(Aim of the exercise) Can you reproduce the passage on the Bloods word for word, starting at "At first, the" and ending at "larger Crips organization."?
── Document segment
At first, the Bloods appeared to be successful at repelling the Crips, but their rivals soon outpaced them in recruitment and dominated most of the 1970s gang warfare.  The Bloods are distinguished by the color red, which they adopted in opposition to the Crips’ blue.  Despite being outnumbered three to one by the Crips in the 1970s, the Bloods gained a reputation for being particular ruthless in their expansion and recruitment.  Gang membership was often forced upon some young men in an effort to withstand the larger Crips organization.

Much like their rivals, the Bloods organizational structure is best described as a loosely allied confederation of independent gangs or ‘sets’.  These sets often have their own unique hierarchies with preference typically given to older gang members (Original Gangsters or OGs).  The Bloods’ identification with other sets is perhaps best described not as an allegiance toward one another, but instead a mutual opposition toward the Crips.  Also, like the Crips, sets of Bloods are almost as likely to fight each other as they are the Crips or other gangs.
────
── Extracted information
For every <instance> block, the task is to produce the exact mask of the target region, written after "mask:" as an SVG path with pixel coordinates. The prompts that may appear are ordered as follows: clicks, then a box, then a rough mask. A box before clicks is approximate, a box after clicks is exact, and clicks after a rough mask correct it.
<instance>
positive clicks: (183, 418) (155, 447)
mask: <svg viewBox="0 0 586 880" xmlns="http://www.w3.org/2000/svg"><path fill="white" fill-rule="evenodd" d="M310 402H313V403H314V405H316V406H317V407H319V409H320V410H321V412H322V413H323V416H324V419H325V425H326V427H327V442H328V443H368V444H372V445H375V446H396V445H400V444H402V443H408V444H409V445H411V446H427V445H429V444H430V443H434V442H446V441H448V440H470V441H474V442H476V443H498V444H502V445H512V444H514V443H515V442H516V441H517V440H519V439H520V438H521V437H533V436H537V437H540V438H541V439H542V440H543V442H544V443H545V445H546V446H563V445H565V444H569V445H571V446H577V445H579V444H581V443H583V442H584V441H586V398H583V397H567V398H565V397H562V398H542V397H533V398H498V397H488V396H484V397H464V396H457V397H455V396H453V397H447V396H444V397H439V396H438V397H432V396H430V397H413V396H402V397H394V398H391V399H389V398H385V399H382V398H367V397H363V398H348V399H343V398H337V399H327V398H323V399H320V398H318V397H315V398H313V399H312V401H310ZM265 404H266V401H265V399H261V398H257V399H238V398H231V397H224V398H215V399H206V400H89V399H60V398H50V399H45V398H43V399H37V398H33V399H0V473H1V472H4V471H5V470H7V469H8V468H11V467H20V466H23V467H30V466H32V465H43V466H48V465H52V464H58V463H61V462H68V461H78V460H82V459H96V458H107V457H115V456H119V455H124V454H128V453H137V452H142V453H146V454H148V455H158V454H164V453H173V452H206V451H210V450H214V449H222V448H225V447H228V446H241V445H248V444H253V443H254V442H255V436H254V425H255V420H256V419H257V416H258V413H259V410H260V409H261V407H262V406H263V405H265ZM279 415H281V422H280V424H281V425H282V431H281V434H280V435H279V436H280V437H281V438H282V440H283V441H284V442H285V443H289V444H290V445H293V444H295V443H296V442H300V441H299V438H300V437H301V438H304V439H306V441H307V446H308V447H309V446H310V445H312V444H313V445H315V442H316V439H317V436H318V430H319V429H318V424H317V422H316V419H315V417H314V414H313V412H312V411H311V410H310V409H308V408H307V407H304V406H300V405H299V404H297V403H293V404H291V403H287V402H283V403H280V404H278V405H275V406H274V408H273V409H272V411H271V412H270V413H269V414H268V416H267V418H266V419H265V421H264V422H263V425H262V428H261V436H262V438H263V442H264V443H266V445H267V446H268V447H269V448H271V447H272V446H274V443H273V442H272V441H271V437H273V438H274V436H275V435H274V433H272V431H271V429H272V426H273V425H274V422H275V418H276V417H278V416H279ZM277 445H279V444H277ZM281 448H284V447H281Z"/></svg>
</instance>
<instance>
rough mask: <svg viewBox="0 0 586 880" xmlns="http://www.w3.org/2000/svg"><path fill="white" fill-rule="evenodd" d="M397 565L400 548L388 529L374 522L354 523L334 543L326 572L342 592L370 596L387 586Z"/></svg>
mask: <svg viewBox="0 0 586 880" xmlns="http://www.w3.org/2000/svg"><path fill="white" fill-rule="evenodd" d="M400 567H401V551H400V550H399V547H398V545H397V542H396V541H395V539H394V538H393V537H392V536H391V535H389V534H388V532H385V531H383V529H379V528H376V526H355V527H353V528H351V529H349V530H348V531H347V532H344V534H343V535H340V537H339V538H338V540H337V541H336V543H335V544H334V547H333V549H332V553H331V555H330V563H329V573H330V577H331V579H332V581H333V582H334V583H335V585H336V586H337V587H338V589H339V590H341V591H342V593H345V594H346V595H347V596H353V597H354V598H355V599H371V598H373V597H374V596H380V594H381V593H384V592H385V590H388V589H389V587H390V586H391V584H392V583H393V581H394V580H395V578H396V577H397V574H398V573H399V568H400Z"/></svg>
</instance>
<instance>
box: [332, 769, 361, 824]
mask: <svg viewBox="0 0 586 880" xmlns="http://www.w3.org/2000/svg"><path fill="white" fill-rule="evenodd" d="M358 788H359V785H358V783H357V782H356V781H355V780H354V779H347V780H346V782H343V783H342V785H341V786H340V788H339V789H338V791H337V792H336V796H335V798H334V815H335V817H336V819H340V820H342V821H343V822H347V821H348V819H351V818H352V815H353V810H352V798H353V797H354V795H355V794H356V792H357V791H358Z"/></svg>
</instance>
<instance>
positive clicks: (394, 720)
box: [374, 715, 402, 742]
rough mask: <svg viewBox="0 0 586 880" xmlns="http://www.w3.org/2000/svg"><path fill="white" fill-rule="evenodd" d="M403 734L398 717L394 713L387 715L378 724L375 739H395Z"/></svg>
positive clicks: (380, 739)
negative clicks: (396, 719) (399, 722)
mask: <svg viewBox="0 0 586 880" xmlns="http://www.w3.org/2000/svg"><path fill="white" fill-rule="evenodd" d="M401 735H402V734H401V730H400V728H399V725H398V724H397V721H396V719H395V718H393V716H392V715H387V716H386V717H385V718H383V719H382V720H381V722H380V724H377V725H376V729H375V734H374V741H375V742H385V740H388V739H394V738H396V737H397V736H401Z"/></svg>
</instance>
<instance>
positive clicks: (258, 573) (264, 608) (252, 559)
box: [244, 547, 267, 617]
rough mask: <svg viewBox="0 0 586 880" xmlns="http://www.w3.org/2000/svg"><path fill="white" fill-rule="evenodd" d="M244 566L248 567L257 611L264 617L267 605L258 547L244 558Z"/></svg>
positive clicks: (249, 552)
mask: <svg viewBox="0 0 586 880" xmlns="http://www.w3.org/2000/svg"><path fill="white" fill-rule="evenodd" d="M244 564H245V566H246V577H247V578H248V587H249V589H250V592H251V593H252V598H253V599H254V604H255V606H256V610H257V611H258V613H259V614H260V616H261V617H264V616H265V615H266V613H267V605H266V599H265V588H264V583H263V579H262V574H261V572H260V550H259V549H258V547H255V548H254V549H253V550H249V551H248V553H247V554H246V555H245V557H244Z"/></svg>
────
(Completed task)
At first, the Bloods appeared to be successful at repelling the Crips, but their rivals soon outpaced them in recruitment and dominated most of the 1970s gang warfare.  The Bloods are distinguished by the color red, which they adopted in opposition to the Crips’ blue.  Despite being outnumbered three to one by the Crips in the 1970s, the Bloods gained a reputation for being particular ruthless in their expansion and recruitment.  Gang membership was often forced upon some young men in an effort to withstand the larger Crips organization.